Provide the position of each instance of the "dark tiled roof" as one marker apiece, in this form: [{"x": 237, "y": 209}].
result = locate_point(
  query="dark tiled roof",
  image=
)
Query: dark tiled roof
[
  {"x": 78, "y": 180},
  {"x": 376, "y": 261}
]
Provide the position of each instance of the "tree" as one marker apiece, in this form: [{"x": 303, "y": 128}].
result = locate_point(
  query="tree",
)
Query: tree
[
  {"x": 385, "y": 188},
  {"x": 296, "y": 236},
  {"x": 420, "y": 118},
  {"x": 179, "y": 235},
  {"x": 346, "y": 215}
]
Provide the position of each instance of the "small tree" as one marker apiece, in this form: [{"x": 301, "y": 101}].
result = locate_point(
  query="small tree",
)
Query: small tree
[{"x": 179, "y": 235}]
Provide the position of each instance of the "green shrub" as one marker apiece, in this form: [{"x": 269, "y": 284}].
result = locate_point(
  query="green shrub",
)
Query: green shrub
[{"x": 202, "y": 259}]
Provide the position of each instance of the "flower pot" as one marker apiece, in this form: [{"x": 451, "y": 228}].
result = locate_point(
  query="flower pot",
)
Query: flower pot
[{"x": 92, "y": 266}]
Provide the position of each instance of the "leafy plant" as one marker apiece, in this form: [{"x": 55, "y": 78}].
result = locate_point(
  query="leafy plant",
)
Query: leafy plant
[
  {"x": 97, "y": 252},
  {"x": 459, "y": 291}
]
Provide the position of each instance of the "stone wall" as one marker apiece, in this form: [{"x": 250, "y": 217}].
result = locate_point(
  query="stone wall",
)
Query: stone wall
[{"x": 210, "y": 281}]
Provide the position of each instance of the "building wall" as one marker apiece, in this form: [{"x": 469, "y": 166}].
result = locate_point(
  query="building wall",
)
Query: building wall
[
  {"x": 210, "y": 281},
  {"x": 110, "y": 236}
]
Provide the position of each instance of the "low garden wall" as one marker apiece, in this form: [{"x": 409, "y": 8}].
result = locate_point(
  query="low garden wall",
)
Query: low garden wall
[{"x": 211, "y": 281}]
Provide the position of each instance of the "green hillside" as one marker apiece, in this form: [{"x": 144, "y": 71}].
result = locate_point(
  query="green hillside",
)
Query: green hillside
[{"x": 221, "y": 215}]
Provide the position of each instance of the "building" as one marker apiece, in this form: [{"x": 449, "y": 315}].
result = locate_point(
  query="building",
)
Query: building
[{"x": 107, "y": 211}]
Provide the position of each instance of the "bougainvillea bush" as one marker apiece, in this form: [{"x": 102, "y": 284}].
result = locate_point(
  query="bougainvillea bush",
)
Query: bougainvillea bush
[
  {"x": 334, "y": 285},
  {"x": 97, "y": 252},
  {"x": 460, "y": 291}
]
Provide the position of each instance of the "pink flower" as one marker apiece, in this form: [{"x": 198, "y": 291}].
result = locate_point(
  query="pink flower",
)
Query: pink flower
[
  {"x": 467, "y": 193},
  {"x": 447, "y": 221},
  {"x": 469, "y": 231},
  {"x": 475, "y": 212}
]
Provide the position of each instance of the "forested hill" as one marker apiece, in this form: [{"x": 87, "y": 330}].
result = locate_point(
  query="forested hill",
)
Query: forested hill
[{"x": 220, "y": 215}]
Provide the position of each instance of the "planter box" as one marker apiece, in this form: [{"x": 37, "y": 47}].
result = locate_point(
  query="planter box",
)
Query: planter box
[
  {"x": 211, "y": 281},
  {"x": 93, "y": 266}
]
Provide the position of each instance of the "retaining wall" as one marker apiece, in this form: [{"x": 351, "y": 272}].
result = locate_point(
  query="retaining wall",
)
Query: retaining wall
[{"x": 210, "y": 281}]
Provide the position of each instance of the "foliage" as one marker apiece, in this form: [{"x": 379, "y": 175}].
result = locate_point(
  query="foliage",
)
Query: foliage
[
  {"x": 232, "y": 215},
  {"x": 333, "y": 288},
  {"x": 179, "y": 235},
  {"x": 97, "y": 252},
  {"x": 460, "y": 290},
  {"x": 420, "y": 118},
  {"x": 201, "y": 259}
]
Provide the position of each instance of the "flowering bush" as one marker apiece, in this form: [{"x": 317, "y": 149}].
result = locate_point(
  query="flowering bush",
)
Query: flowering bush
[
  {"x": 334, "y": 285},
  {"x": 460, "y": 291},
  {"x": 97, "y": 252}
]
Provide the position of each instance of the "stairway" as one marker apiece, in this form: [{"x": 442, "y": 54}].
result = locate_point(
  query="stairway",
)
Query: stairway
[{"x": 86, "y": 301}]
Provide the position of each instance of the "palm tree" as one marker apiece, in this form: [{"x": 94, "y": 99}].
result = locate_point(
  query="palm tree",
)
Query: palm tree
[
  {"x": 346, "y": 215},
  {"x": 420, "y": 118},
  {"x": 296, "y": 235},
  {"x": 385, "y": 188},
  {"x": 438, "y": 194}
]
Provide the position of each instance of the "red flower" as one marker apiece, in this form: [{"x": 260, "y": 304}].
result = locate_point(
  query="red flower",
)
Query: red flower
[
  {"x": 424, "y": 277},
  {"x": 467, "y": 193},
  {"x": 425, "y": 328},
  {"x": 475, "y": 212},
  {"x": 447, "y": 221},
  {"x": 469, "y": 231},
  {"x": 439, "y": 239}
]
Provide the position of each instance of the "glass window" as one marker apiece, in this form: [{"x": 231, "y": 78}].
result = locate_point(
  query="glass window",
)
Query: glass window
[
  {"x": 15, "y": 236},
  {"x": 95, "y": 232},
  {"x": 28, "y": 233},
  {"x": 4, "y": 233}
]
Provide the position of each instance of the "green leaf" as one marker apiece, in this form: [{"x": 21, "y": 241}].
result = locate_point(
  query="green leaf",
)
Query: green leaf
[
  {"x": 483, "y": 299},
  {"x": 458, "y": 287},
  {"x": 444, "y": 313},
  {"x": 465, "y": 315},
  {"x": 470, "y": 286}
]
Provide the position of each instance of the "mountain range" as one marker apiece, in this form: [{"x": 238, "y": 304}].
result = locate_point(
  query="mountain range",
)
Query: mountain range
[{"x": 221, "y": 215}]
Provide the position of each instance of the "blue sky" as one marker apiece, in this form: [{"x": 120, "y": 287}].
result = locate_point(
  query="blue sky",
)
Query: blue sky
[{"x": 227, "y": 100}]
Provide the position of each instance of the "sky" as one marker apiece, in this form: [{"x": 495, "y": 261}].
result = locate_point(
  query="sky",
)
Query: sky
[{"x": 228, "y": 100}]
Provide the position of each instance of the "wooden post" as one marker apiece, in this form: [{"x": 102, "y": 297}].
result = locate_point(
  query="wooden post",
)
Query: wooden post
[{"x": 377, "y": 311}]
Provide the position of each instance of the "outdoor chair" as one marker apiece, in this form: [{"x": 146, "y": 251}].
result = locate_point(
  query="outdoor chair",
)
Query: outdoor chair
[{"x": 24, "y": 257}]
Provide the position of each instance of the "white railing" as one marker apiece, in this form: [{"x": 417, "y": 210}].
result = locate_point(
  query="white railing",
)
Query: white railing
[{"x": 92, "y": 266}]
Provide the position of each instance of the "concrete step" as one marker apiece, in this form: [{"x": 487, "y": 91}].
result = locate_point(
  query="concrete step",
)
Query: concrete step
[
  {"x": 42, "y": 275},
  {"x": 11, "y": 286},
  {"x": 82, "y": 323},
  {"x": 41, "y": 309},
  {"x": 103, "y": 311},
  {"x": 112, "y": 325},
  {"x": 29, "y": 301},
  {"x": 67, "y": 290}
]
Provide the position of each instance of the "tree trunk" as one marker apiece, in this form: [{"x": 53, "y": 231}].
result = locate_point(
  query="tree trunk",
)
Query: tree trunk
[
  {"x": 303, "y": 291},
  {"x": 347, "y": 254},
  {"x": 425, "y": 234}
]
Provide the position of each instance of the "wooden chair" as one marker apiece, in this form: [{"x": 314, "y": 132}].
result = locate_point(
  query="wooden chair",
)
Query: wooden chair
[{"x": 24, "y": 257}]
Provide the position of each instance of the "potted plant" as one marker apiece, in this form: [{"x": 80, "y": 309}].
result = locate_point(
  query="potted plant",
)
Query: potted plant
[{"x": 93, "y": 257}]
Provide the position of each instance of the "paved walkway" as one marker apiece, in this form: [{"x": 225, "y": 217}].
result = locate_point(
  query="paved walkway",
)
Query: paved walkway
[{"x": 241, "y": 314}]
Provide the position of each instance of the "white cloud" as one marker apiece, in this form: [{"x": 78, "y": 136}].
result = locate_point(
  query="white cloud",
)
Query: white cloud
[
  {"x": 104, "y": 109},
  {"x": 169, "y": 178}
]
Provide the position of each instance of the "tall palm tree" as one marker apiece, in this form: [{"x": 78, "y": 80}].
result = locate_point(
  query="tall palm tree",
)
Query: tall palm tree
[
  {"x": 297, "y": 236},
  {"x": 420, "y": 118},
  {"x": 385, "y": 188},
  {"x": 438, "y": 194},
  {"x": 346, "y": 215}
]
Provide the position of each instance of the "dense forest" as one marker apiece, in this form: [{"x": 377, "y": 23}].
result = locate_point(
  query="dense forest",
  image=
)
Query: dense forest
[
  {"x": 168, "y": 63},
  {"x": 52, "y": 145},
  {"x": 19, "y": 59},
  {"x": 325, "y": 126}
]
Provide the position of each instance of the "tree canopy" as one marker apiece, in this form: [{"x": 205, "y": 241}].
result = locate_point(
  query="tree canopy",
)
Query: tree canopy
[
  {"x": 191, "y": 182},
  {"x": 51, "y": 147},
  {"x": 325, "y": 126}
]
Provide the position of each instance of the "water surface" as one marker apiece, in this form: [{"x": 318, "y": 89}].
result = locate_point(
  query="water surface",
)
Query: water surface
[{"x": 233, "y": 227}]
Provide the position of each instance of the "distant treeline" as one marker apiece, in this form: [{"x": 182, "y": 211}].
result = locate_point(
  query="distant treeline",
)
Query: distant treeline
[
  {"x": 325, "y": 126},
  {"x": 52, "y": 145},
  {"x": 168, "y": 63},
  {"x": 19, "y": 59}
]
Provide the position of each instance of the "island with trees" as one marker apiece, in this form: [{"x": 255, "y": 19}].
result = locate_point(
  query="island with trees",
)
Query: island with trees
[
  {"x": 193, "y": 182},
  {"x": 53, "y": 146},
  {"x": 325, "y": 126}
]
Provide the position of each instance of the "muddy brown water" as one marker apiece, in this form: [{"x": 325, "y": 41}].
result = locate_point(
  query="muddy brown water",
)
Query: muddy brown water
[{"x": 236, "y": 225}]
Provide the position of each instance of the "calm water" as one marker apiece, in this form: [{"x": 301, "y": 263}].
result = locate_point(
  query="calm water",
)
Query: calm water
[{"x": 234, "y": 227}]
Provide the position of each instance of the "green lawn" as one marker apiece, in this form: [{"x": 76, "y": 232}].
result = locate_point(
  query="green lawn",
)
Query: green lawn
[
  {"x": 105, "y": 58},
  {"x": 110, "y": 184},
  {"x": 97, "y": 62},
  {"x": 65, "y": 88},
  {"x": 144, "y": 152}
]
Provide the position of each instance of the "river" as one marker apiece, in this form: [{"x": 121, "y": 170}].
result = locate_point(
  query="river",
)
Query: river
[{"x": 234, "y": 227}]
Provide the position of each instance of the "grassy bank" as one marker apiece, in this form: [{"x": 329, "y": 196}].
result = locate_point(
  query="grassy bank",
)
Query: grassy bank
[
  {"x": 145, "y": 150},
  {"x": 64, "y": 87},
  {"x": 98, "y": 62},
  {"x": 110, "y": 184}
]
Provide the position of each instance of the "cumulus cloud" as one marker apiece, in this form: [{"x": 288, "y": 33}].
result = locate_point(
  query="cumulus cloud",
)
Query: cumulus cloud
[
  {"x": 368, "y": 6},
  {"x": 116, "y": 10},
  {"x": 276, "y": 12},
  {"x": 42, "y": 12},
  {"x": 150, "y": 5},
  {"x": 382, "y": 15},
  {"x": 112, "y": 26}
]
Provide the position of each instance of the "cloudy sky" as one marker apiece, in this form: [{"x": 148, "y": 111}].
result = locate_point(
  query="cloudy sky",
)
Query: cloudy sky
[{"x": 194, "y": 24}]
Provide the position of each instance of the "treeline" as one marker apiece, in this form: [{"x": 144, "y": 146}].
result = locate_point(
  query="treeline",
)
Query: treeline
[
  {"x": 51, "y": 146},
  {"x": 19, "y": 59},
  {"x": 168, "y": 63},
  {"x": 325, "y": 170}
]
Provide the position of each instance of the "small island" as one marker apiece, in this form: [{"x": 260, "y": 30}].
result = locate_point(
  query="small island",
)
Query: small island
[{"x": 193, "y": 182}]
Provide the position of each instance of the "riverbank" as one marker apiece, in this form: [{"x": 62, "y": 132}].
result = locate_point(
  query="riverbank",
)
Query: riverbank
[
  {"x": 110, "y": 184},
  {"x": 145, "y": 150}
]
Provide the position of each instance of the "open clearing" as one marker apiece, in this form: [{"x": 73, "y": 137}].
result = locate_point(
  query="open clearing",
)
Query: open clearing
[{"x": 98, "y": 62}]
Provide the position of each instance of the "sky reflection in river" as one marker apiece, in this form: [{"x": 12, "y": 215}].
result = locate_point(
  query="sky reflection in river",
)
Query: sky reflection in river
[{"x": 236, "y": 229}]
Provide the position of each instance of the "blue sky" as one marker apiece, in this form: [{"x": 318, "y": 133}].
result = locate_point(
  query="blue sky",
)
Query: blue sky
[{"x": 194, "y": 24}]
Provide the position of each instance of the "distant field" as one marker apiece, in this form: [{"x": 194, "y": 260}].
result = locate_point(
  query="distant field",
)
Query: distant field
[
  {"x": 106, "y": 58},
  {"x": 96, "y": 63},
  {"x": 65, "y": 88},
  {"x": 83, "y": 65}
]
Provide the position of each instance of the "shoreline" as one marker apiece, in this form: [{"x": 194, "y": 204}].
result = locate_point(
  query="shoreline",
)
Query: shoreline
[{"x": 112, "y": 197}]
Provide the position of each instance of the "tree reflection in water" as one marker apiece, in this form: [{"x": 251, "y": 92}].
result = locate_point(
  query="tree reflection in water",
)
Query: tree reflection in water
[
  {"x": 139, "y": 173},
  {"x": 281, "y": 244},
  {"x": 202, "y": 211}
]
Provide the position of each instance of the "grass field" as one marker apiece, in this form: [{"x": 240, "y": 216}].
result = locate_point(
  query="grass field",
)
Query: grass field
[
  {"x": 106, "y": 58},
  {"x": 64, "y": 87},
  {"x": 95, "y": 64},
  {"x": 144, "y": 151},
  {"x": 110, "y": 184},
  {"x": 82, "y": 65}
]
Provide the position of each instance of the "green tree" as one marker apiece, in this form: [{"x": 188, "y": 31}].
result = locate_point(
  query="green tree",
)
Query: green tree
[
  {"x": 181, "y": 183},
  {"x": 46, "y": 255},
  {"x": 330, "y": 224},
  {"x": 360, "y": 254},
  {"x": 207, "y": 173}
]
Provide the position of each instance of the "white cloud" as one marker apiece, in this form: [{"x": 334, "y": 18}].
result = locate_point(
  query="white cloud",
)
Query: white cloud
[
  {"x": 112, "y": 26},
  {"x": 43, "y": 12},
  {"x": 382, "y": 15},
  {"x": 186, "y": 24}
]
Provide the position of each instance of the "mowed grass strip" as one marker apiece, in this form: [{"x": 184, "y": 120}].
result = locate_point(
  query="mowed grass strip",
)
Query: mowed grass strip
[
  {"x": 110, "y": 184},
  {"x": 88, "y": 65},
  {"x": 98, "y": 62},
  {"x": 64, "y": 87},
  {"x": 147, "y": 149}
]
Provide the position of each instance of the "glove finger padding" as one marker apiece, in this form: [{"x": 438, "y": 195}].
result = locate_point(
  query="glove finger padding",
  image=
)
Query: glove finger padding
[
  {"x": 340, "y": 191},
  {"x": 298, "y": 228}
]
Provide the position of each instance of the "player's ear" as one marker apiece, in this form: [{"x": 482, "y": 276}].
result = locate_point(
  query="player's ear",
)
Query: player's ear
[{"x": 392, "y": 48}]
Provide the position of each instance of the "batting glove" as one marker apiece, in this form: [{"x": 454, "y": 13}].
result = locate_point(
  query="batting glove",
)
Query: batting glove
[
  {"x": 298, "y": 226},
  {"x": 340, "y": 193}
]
——————
> **Problem description**: Find every line in the listing above that contains the string "flowering", with matching case, and copy each of those lines in full.

> **Complete response**:
Provide the position of each instance of the "flowering bush" as one marker apiece, in this form: [{"x": 317, "y": 149}].
  query="flowering bush",
Query: flowering bush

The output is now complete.